● Input data:
══════════
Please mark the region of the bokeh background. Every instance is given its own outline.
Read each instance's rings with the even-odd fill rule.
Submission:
══════════
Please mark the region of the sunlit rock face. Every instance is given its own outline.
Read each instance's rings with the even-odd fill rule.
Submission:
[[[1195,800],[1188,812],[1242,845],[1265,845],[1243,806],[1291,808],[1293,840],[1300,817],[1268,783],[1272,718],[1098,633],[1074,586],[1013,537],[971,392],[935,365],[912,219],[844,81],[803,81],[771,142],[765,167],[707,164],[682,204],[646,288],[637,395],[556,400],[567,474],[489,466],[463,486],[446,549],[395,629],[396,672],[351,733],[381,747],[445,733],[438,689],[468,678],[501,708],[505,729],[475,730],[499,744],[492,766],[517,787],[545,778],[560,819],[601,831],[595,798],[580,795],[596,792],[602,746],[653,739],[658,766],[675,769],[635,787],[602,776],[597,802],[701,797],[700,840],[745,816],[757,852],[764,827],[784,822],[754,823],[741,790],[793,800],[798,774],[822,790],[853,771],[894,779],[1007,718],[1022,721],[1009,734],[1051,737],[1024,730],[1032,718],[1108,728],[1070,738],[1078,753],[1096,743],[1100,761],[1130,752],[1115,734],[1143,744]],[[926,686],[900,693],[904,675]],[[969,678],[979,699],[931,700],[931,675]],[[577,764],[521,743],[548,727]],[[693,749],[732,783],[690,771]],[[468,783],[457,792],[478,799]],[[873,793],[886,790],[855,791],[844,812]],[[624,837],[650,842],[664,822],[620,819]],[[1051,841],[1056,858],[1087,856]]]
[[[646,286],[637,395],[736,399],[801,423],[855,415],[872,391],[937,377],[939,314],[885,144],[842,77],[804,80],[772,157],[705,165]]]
══════════
From the entries, copy every line in which the word "mark" occurs.

● Solution for this problem:
Please mark the region of the bokeh background. Every instance is given its own outline.
Please mark the region of the sunlit rock face. Every instance is given its own outline.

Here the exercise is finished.